PROBLEM STATEMENT | Your task is to repeat all of the data exactly while excluding the pictures.

>> START EXERCISE INPUT

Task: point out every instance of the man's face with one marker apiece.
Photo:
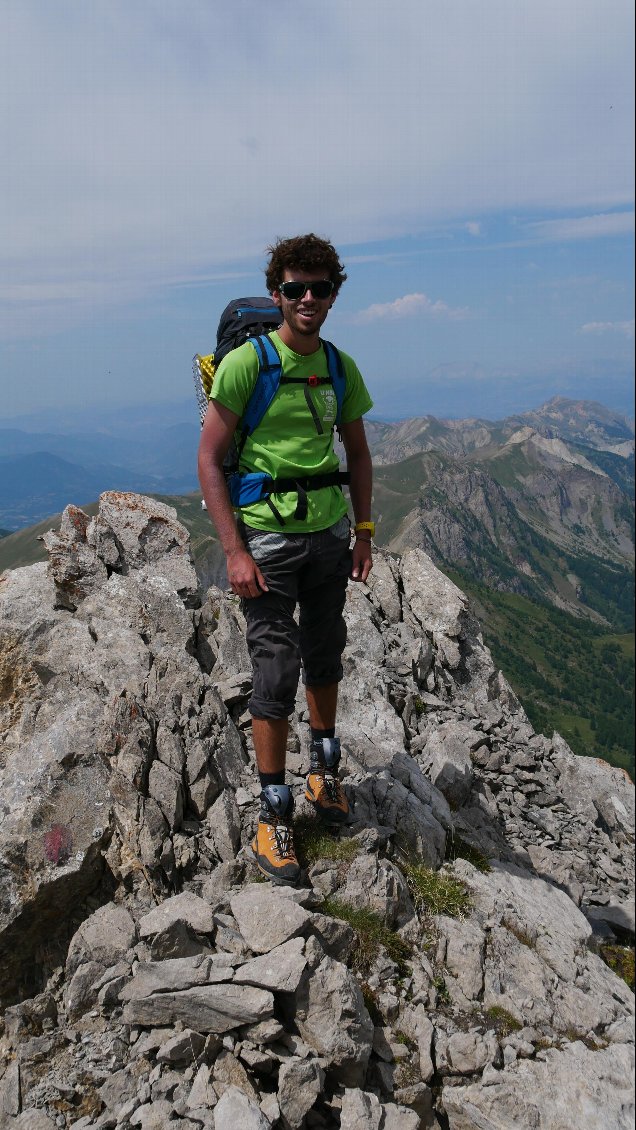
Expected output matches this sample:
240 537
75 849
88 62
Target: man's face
304 315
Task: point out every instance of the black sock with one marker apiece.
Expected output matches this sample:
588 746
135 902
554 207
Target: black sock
319 735
271 779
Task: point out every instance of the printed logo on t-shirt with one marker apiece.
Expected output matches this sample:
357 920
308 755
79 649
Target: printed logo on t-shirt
330 405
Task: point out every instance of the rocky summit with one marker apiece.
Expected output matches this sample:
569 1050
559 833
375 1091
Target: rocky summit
451 958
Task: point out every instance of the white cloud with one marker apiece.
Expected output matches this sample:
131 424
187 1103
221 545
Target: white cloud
584 227
150 140
625 328
408 306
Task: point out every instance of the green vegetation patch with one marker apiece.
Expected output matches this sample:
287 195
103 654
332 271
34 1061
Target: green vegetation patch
502 1020
435 892
620 959
372 933
314 843
571 675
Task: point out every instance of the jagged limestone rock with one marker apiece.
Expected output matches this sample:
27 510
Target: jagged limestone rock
115 738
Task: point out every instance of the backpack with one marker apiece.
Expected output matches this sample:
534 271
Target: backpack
251 320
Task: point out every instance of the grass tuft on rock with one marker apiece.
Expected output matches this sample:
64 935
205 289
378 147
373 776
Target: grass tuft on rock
620 961
372 933
315 842
502 1020
435 893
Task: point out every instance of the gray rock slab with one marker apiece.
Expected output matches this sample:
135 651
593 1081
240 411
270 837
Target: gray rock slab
185 907
566 1088
175 974
360 1110
299 1084
332 1018
235 1110
279 971
206 1008
267 919
104 937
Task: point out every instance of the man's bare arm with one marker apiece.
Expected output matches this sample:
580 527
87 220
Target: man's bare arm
243 573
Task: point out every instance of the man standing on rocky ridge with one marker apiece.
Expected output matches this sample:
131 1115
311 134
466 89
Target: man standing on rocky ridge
293 548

>> END EXERCISE INPUT

TASK ANSWER |
Task: point out every instance of the man's face with one marker apiece.
Photo:
Expected output matches this sample:
240 537
75 849
88 62
Target: man's face
304 315
Task: point out every instance of the black sock with one marker apiece.
Expected output matches this sample:
588 746
135 902
554 207
Target: black sock
319 735
271 779
Task: point out every instance of the printed logo on t-shirt with one marker apiece.
Expected output matches this sample:
357 920
308 755
79 649
Target: printed logo on t-shirt
330 405
Task: point out every instance of the rocky summit with one marker apiece.
Expected output matches this sample:
569 1050
559 833
375 1091
Target: rocky summit
451 958
Task: point out every instance of the white cloud with one marker apiece.
Expected output matches this sample:
131 424
187 1103
221 545
Target: white cloud
584 227
150 140
625 328
408 306
Task: point out every instance of the green vegetation patch with one marker apiece.
Expected output matches this sample:
287 195
103 654
332 271
34 1061
Target: green vegetation patch
502 1020
435 892
620 959
372 933
314 843
571 675
Task: point out every instance of the jagged limestone rock with one marker apiece.
Expected output matches this sample:
27 510
Target: jagged limestone rock
115 738
Task: point out every instance of the backpack with one marker apiece.
Expected output matches this sample:
534 271
Target: backpack
251 320
Task: point out every instance of the grass tuft on rock with one marker apiece.
Expected output matches this sample:
64 935
205 289
378 147
373 776
Target: grass tuft on rock
620 961
372 933
315 842
502 1020
435 893
Task: point out every instance of the gray rock slab with one marker apiece.
Expected output matches this sample:
135 651
593 1081
240 411
270 837
Target: gray rock slab
185 907
566 1088
175 974
360 1110
299 1084
332 1018
235 1110
279 971
206 1008
267 919
104 937
Task: point out every instance of the man's bare arm with one marker apiece.
Expected output matches this sample:
580 527
87 220
Target: man's bare arm
243 573
Task: point out every instance of the man standing on rocky ridge with one marker apiece.
Expected output matches this sample:
131 1115
311 134
466 89
Target: man standing on rocky ridge
293 548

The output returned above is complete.